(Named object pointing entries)
______________________________

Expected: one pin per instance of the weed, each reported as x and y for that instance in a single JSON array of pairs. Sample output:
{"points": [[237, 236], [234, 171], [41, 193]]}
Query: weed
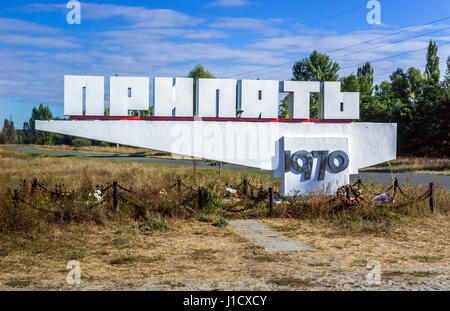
{"points": [[222, 222], [291, 282], [18, 283]]}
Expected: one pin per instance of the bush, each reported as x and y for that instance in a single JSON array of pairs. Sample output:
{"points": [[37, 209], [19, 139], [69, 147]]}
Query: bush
{"points": [[81, 142]]}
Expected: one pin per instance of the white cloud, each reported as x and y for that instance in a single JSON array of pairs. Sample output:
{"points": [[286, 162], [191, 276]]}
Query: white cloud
{"points": [[261, 26], [169, 43], [229, 3]]}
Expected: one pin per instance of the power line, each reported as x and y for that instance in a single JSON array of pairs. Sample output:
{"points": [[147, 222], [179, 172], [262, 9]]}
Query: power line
{"points": [[346, 47], [421, 66], [392, 43], [392, 56]]}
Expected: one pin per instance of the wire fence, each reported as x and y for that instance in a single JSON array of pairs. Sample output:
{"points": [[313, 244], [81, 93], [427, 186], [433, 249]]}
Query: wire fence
{"points": [[197, 198]]}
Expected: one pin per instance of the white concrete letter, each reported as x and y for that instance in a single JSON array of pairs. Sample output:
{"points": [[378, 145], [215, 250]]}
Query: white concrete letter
{"points": [[128, 93], [216, 98], [173, 97], [299, 96], [258, 98], [90, 89]]}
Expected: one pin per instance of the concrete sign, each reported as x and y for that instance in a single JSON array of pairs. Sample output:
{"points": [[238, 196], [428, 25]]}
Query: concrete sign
{"points": [[236, 122]]}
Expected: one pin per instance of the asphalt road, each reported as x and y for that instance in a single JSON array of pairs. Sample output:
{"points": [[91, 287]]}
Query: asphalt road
{"points": [[382, 178]]}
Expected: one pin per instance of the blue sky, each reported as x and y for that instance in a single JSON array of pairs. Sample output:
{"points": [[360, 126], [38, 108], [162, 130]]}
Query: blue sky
{"points": [[231, 38]]}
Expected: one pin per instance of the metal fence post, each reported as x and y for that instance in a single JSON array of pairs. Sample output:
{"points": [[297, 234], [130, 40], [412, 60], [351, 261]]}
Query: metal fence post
{"points": [[179, 182], [271, 201], [347, 196], [115, 197], [16, 199], [431, 197], [33, 186]]}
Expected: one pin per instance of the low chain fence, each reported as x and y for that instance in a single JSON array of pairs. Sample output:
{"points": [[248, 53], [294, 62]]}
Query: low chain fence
{"points": [[235, 199]]}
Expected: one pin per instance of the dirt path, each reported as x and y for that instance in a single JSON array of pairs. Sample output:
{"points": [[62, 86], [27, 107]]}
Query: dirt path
{"points": [[194, 255]]}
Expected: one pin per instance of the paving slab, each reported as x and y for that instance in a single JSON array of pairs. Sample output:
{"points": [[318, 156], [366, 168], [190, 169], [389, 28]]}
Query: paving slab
{"points": [[264, 236]]}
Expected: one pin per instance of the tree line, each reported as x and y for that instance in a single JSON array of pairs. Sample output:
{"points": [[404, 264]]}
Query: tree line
{"points": [[417, 101]]}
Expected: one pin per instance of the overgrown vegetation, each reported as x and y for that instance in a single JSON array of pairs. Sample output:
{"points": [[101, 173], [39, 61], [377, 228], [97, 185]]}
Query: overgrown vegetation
{"points": [[156, 197]]}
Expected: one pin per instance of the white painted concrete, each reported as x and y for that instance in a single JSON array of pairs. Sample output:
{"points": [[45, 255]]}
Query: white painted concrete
{"points": [[254, 144], [121, 102], [332, 181], [73, 95], [173, 97], [264, 236], [258, 98], [216, 98]]}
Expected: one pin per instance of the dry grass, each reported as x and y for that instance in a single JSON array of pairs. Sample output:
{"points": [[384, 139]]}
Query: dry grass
{"points": [[178, 255], [121, 150], [175, 244], [414, 164]]}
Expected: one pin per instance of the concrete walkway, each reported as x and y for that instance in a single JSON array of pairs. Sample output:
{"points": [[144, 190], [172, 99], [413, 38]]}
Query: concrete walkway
{"points": [[264, 236]]}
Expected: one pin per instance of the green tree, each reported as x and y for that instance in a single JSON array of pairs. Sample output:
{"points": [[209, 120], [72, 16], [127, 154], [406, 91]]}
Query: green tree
{"points": [[196, 73], [199, 72], [283, 108], [31, 135], [8, 134], [432, 72], [317, 67], [350, 83], [365, 80]]}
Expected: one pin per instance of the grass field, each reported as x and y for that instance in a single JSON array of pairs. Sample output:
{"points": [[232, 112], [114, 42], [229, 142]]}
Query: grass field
{"points": [[181, 247], [402, 164], [415, 164]]}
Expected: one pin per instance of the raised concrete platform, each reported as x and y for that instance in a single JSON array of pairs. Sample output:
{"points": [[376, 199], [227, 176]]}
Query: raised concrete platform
{"points": [[264, 236]]}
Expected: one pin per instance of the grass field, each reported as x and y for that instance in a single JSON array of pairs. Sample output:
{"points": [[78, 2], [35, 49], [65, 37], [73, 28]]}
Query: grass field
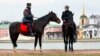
{"points": [[50, 54]]}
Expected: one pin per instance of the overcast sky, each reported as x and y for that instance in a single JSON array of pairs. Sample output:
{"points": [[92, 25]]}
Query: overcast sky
{"points": [[12, 10]]}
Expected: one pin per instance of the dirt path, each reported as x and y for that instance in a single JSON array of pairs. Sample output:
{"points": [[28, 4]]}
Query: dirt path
{"points": [[2, 51]]}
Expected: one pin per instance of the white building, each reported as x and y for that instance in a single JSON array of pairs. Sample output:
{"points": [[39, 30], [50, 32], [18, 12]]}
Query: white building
{"points": [[92, 30]]}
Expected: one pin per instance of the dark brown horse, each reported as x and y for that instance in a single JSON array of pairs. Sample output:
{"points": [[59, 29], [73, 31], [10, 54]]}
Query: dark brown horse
{"points": [[39, 24], [68, 34]]}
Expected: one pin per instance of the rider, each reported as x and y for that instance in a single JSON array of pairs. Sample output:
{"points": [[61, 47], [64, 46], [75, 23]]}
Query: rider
{"points": [[28, 17], [67, 15]]}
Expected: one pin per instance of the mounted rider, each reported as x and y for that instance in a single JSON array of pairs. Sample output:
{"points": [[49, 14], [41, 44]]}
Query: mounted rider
{"points": [[28, 17], [67, 16]]}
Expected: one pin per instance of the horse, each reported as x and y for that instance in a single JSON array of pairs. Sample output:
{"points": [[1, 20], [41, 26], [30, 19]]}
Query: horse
{"points": [[38, 29], [68, 34]]}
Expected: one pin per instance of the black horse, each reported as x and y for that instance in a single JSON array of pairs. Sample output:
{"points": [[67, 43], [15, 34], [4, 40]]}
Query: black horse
{"points": [[68, 34], [39, 24]]}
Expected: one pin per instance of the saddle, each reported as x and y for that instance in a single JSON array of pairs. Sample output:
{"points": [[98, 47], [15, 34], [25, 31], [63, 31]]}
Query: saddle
{"points": [[24, 27]]}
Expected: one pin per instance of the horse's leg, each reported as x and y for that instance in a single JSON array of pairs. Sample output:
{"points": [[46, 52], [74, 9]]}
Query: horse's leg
{"points": [[71, 42], [40, 42], [66, 42], [14, 38], [35, 44]]}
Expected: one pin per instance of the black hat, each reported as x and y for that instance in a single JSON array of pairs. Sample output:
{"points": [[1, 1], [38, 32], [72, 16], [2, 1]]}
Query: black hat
{"points": [[28, 4], [66, 6]]}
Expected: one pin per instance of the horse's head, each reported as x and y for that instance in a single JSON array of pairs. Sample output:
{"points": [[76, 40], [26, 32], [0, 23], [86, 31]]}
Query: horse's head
{"points": [[53, 17]]}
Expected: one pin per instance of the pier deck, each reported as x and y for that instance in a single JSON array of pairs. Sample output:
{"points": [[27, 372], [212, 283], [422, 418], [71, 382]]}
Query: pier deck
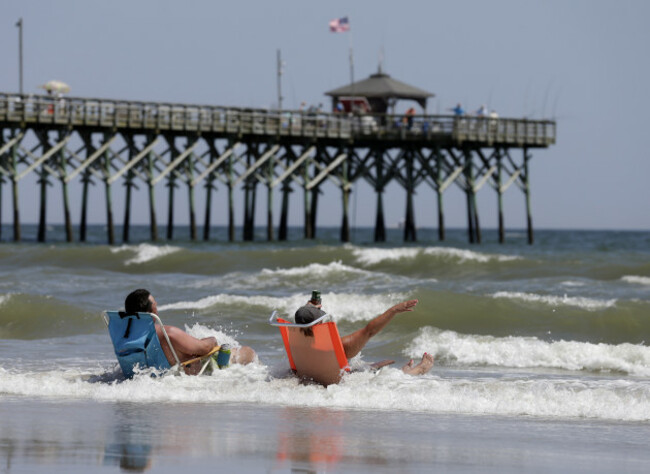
{"points": [[146, 141]]}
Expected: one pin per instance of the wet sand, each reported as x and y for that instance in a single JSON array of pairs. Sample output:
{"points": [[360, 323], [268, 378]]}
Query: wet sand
{"points": [[84, 436]]}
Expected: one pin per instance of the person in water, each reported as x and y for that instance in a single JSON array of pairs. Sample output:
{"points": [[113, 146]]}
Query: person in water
{"points": [[187, 347], [353, 343]]}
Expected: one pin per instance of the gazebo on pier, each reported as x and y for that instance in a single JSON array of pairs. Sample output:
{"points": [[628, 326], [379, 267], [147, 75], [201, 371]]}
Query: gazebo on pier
{"points": [[381, 92]]}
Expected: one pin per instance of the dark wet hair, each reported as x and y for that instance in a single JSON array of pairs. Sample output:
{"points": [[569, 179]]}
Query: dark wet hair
{"points": [[307, 314], [138, 302]]}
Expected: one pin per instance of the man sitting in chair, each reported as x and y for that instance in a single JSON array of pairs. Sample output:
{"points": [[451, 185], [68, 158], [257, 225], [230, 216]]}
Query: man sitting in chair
{"points": [[353, 343], [187, 347]]}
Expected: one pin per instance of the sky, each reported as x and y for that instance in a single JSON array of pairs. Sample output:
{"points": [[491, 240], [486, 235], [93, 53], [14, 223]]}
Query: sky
{"points": [[581, 62]]}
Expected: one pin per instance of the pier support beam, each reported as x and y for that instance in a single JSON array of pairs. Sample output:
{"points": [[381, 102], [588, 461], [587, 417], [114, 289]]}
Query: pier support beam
{"points": [[307, 205], [153, 221], [14, 188], [44, 183], [128, 184], [380, 225], [380, 183], [439, 191], [472, 218], [410, 234], [86, 181], [269, 199], [284, 215], [109, 201], [499, 185], [345, 191], [189, 171], [526, 182], [62, 162]]}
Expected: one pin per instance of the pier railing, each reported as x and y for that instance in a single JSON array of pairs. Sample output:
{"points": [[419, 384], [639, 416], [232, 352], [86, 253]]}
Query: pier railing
{"points": [[30, 110]]}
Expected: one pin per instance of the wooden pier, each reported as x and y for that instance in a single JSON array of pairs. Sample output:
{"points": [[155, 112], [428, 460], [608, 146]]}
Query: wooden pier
{"points": [[111, 141]]}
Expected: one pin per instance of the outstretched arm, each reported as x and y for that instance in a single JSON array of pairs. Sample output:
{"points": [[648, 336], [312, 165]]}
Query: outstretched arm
{"points": [[353, 343]]}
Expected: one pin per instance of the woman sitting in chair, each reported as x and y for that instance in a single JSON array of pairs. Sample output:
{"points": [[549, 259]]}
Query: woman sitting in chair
{"points": [[187, 347], [353, 343]]}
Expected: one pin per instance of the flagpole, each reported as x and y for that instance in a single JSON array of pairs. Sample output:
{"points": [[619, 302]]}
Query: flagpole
{"points": [[351, 66], [279, 81], [19, 24]]}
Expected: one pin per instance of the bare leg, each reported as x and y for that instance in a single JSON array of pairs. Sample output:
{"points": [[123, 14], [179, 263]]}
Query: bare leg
{"points": [[422, 368], [353, 343]]}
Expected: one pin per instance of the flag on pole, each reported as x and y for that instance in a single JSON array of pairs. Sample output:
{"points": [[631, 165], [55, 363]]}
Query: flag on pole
{"points": [[340, 25]]}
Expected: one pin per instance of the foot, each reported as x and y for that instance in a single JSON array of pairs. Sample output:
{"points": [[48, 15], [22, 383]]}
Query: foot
{"points": [[381, 363], [422, 368], [243, 355]]}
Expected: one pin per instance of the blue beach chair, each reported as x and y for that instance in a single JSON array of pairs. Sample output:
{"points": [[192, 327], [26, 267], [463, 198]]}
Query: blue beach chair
{"points": [[136, 343]]}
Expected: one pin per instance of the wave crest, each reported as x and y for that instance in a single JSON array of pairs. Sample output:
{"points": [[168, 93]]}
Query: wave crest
{"points": [[589, 304], [145, 252], [530, 352]]}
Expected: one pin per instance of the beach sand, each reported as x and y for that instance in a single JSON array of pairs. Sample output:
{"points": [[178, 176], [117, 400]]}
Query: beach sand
{"points": [[88, 436]]}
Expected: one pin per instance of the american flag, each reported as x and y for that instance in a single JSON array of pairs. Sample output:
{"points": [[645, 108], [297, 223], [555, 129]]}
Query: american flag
{"points": [[340, 25]]}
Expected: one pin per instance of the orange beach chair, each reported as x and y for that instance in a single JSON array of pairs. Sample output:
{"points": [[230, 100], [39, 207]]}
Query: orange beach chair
{"points": [[320, 357]]}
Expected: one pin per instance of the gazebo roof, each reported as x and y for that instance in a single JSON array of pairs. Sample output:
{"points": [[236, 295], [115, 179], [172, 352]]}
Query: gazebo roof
{"points": [[382, 86]]}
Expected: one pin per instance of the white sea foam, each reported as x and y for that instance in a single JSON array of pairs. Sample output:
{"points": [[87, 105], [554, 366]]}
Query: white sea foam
{"points": [[529, 352], [589, 304], [639, 280], [341, 306], [316, 270], [373, 256], [145, 252], [388, 389]]}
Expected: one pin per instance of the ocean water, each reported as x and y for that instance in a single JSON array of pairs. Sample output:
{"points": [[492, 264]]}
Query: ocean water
{"points": [[542, 354]]}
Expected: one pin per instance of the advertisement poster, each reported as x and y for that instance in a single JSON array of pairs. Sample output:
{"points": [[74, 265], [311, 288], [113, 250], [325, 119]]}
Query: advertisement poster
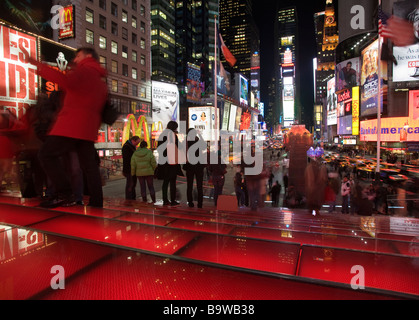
{"points": [[165, 102], [344, 111], [392, 130], [331, 103], [67, 23], [193, 83], [30, 15], [202, 119], [232, 120], [369, 81], [348, 74], [18, 79], [58, 57], [414, 104], [238, 117], [244, 90], [226, 116], [407, 67]]}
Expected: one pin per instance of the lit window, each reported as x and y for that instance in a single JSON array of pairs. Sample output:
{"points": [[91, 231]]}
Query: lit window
{"points": [[114, 47], [102, 42], [89, 36]]}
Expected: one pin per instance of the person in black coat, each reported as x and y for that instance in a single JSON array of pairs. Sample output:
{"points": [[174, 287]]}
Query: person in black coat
{"points": [[195, 170], [167, 171], [275, 192], [128, 150]]}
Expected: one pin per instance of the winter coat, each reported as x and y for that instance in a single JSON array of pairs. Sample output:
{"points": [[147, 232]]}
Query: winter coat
{"points": [[128, 150], [85, 95], [143, 163], [345, 188]]}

______________________________

Given request
Lines from the one containing "Expected: one pin per instance of the lit" through the final line are to be given again verbatim, with nothing before or after.

Task response
Expected: one pin per instance of the lit window, each reported as x and y for that instance in a single JSON array of pairs. Sample output:
{"points": [[91, 231]]}
Query: lit window
{"points": [[114, 47], [102, 42], [89, 36]]}
Expected: one pin per instance of the person in black coat, each reported as x and y for that instance in a single JSON array of pairs. Sample output:
{"points": [[174, 287]]}
Query: person in black coat
{"points": [[195, 170], [167, 171], [275, 192], [128, 150]]}
Expected: one pin per instance of the winter coat, each reported as x and y for that instance in a single JSON array of pairs. Sample output:
{"points": [[147, 232]]}
Query: winter coat
{"points": [[128, 150], [85, 95], [143, 163], [345, 188]]}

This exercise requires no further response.